═════ MATERIAL FOR THIS EXERCISE

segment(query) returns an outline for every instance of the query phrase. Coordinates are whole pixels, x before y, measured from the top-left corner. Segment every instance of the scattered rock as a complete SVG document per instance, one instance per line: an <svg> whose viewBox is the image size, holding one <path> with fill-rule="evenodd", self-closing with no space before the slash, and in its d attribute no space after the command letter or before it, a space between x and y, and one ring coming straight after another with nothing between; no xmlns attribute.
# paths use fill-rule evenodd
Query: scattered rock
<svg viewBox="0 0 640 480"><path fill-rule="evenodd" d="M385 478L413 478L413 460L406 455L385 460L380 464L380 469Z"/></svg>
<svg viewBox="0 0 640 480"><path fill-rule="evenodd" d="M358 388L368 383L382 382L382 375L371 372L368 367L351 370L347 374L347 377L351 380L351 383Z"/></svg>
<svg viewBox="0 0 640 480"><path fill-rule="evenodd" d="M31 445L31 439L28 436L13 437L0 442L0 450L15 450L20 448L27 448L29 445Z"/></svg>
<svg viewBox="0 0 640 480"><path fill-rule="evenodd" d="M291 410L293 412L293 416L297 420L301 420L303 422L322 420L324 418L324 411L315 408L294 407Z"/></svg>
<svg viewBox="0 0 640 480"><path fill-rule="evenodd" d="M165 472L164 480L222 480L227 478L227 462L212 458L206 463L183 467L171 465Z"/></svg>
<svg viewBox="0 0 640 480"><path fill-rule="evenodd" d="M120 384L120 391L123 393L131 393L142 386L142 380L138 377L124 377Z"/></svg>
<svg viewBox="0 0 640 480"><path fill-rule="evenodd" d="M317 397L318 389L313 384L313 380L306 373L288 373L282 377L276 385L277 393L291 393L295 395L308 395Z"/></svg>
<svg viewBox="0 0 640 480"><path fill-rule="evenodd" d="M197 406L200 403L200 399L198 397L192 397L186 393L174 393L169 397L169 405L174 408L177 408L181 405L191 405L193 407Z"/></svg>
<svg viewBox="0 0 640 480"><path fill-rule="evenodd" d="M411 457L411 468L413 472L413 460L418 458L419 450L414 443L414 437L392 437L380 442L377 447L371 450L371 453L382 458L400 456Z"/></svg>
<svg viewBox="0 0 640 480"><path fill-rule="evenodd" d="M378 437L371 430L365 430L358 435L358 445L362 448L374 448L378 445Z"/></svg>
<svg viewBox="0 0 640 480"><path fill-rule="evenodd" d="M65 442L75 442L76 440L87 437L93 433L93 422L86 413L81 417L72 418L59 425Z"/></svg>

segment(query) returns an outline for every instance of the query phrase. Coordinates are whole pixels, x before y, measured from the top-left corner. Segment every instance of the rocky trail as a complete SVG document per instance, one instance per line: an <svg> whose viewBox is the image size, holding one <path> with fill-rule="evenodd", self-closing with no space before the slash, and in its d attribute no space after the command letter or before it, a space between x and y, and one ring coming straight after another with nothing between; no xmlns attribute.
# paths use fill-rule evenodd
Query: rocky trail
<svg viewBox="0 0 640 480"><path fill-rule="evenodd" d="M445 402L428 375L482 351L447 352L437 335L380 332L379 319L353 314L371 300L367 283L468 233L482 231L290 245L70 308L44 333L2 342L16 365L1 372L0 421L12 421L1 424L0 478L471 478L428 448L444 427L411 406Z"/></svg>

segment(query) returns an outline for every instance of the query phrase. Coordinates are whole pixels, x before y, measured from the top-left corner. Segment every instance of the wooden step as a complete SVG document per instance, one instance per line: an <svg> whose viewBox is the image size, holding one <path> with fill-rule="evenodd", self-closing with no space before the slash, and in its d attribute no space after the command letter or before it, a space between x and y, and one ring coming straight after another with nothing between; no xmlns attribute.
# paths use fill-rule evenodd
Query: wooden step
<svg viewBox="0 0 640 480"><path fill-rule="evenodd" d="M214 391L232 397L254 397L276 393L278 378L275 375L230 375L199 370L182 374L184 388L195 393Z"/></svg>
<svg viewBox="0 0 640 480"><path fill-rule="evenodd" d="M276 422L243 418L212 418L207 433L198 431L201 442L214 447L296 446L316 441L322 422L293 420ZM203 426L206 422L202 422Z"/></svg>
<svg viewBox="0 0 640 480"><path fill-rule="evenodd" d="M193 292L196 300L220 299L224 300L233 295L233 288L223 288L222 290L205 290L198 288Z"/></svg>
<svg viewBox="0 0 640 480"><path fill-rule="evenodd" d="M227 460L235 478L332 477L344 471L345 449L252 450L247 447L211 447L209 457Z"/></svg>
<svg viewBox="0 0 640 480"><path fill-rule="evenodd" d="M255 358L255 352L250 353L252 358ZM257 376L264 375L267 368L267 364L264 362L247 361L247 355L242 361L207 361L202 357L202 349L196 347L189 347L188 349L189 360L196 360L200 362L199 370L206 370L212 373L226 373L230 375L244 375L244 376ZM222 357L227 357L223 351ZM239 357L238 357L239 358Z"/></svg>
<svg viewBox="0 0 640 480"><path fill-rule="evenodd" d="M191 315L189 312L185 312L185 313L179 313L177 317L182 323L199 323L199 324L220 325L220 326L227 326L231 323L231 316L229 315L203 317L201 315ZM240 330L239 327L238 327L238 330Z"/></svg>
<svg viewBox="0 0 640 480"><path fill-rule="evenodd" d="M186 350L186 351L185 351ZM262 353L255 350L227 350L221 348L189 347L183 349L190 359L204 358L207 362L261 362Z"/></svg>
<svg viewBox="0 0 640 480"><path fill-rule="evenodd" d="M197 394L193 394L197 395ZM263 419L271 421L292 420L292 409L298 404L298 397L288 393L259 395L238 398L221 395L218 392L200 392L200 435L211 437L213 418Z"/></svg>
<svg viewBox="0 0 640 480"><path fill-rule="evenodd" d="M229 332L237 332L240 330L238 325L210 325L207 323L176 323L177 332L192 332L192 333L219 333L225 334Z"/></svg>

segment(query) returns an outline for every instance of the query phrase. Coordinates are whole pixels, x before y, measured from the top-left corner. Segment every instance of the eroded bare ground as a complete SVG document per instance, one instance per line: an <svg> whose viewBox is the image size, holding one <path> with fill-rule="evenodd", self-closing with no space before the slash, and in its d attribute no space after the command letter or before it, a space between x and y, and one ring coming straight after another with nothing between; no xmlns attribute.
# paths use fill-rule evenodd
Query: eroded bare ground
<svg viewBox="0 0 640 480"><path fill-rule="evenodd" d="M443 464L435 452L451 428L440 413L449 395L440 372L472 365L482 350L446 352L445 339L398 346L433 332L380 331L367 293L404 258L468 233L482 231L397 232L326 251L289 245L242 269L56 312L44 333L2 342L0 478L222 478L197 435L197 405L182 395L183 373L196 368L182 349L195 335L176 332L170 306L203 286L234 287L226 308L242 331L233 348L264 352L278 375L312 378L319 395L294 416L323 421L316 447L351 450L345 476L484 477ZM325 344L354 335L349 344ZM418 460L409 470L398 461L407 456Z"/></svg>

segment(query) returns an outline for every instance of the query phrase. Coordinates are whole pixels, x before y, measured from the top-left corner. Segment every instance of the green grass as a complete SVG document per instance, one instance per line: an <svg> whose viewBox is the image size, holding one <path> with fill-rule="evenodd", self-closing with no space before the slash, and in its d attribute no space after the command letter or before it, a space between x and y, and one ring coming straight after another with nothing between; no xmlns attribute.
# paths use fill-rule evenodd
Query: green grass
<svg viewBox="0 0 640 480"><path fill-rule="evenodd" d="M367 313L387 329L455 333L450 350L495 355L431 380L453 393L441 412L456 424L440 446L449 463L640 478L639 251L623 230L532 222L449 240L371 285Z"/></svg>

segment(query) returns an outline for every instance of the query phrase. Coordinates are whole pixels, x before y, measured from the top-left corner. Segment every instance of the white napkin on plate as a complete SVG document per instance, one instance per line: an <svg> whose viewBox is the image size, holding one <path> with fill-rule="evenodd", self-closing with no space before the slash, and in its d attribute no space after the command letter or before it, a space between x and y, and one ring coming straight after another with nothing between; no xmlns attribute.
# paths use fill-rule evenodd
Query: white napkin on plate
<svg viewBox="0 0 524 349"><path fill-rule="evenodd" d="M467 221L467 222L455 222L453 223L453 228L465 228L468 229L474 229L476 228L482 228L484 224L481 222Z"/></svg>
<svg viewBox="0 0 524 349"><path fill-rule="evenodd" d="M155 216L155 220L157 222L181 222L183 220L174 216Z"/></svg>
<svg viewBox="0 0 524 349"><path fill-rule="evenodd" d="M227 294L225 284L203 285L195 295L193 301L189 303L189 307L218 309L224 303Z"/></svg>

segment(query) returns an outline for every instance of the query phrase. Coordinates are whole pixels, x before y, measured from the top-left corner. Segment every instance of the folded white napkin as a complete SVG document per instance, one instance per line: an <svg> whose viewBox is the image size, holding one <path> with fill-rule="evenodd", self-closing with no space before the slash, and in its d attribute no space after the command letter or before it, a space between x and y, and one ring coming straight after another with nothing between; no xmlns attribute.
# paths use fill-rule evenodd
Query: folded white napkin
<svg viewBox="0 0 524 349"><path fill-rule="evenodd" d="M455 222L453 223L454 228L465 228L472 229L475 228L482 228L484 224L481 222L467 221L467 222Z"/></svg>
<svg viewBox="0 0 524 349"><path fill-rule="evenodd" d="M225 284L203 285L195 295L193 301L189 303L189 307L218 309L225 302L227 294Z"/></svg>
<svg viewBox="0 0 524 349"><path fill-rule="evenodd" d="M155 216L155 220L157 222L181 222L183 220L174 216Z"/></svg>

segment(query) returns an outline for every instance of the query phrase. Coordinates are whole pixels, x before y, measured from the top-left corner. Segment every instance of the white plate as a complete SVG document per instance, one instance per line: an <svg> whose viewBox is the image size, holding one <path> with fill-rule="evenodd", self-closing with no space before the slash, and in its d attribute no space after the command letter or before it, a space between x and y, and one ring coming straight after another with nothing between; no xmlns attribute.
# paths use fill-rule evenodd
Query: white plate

══════════

Can you reproduce word for word everything from the very start of the items through the line containing "445L31 439L28 436L13", with both of those lines included?

segment(query) returns an outline for every instance of the query phrase. Coordinates are whole pixels, x before y, measured from the top-left corner. Segment every instance of the scattered rock as a complete SVG document per instance, one instance per line: an <svg> whose viewBox is the image size, holding one <path> with fill-rule="evenodd", self-closing with no space before the slash, and in its d attribute no space after the command letter or before it, a space between x and y, and one ring coming straight after another with nothing between; no xmlns attribute.
# paths use fill-rule evenodd
Query: scattered rock
<svg viewBox="0 0 640 480"><path fill-rule="evenodd" d="M385 478L413 478L413 460L406 455L385 460L380 464L380 469Z"/></svg>
<svg viewBox="0 0 640 480"><path fill-rule="evenodd" d="M358 388L368 383L382 382L382 375L371 372L368 367L351 370L347 374L347 377L351 380L351 383Z"/></svg>
<svg viewBox="0 0 640 480"><path fill-rule="evenodd" d="M31 445L31 439L28 436L13 437L0 442L0 450L15 450L20 448L27 448L29 445Z"/></svg>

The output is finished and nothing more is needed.